### Task:
Each line of the material below should be reproduced exactly.

### Dataset extract:
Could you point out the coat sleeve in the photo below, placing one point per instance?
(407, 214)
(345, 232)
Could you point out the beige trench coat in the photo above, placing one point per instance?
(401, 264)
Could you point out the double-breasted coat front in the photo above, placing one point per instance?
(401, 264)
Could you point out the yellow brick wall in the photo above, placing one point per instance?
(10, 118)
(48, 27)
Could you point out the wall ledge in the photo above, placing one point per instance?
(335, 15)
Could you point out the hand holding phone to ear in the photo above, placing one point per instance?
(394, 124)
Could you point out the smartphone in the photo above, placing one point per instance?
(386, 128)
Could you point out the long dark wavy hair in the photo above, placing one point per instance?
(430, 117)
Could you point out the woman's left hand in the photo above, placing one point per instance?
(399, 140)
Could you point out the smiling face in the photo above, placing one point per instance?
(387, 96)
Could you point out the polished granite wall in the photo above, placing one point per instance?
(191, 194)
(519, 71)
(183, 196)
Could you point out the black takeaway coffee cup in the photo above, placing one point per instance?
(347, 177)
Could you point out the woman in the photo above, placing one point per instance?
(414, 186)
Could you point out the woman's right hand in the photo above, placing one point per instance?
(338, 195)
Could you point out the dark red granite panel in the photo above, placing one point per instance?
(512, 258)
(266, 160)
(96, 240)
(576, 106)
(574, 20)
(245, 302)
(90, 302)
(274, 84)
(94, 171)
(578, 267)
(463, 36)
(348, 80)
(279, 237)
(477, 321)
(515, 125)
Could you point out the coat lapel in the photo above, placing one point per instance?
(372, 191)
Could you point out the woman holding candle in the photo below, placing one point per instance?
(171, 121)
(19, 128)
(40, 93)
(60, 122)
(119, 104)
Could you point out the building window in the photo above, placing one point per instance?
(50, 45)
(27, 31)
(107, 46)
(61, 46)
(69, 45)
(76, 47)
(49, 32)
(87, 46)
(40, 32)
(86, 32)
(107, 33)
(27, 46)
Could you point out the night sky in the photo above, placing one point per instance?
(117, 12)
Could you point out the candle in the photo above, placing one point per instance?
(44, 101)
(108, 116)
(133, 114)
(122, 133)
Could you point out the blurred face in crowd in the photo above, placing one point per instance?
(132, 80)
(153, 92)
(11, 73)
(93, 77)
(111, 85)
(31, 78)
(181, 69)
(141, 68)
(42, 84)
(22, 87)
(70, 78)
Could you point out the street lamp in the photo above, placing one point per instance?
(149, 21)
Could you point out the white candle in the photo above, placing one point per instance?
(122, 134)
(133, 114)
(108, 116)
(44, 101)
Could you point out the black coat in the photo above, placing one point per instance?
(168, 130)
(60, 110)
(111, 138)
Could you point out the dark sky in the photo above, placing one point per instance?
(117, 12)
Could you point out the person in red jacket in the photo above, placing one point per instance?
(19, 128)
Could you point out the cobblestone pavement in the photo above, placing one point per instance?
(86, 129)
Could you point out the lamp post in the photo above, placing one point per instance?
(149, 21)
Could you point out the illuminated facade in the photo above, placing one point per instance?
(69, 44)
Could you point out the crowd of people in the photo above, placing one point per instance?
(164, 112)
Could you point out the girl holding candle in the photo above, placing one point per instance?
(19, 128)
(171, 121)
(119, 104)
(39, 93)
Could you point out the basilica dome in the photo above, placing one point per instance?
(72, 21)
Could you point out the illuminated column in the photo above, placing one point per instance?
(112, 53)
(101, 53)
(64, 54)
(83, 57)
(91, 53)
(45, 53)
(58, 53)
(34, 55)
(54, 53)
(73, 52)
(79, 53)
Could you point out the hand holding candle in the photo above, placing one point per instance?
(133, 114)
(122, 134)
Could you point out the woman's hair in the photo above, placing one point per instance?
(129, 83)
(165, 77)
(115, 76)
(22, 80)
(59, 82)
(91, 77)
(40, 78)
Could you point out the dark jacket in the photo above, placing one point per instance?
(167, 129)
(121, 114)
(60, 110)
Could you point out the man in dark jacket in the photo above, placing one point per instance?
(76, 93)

### Result for this exercise:
Could you point out the coat sleeve in the photo below, placing one point per instance?
(407, 214)
(345, 232)
Could you point out the beige trench coat in the photo above, placing one point per instance?
(401, 264)
Could you point out the double-breasted coat front in the photo above, placing one point per instance?
(401, 264)
Could you point out the yellow brick wall in the photo above, placing one point per instance?
(10, 118)
(48, 27)
Could you point out the wall ledge in the photo above, placing one point per instance?
(335, 15)
Could you point out the hand holding phone to ear in the photo above, placing one point per instance?
(394, 124)
Could you point out the smartphone in the photo above, placing one point per instance?
(386, 128)
Could you point out the long dark wavy hair in the photo above, placing one point per instance?
(430, 117)
Could you point out the woman's left hand in the photo above, placing one point per instance?
(399, 140)
Could you point out the smiling face in the photo above, placing one point per instance?
(387, 96)
Could you point out the polished granite wall in the photo above, placing one point per instance?
(191, 194)
(519, 71)
(183, 196)
Could you point out the black takeaway coffee cup in the photo above, placing one point per instance?
(347, 177)
Could you point out the woman in the photo above, placing one point per instance?
(414, 186)
Could you point out the woman's right hand in the photo above, placing one point per instance?
(338, 195)
Could you point out the dark red granite panel in the photo above, placing one point per instance?
(512, 258)
(266, 160)
(96, 240)
(576, 106)
(574, 20)
(245, 302)
(90, 302)
(274, 84)
(94, 171)
(578, 267)
(463, 36)
(348, 80)
(279, 237)
(477, 321)
(515, 125)
Could you point out the coat lapel in the photo above, placing one point per instance?
(372, 191)
Could you point out the woman holding candle in the photo below, placing one point per instance?
(171, 121)
(19, 128)
(40, 93)
(60, 122)
(119, 104)
Could you point out the building window in the photo above, placing one point per instance?
(50, 45)
(27, 31)
(107, 46)
(61, 46)
(69, 45)
(76, 47)
(49, 32)
(87, 46)
(40, 32)
(86, 32)
(107, 33)
(27, 46)
Could you point out the night sky in the photo above, placing one point per instance?
(117, 12)
Could you point out the candle in the photo above, placing one point per instance?
(44, 101)
(108, 116)
(133, 114)
(122, 133)
Could you point out the blurred face in crowd in the photo above, placing one point per instance?
(132, 80)
(153, 92)
(11, 73)
(93, 77)
(111, 85)
(31, 78)
(181, 69)
(141, 68)
(42, 84)
(22, 87)
(70, 78)
Could you point out the street lamp in the photo above, placing one point per instance?
(149, 21)
Could you point out the white candle in the photo above, placing one point per instance?
(122, 134)
(133, 114)
(108, 116)
(44, 101)
Could you point out the black coat in the photo above, placing one point per instance?
(168, 130)
(60, 110)
(111, 138)
Could you point out the dark sky in the photo above, placing one point per instance?
(117, 12)
Could you point out the person in red jacket in the photo above, placing one point per instance?
(19, 128)
Could you point out the cobblestone pavement in the photo above, placing one point per instance?
(86, 129)
Could you point out the lamp post in the photo above, placing one point per instance?
(149, 21)
Could you point out the illuminated facade in the photo above, placing one point per instance?
(69, 44)
Could you point out the crowd of people in the photo above, placing one point per instance?
(164, 112)
Could you point out the girl holding candle in the photo above, placing one point per instance?
(19, 128)
(171, 121)
(119, 104)
(39, 93)
Could you point out the basilica dome in the photo above, placing one point per instance?
(72, 21)
Could you point out the illuminated column in the photo above, placing one point per instance?
(112, 53)
(101, 53)
(64, 54)
(83, 57)
(91, 53)
(45, 53)
(58, 53)
(34, 55)
(54, 53)
(73, 52)
(79, 53)
Could you point out the hand holding candle in the photo above, placing one point per instance?
(133, 114)
(122, 134)
Could you point out the woman's hair in the photo above, placing one point per instance?
(129, 83)
(165, 77)
(115, 76)
(22, 80)
(59, 82)
(91, 77)
(40, 78)
Could you point out the dark jacket in the photo above, placing one point per instance?
(167, 129)
(121, 114)
(60, 110)
Could you point out the man in dark jacket in the photo above, placing one point per instance?
(76, 93)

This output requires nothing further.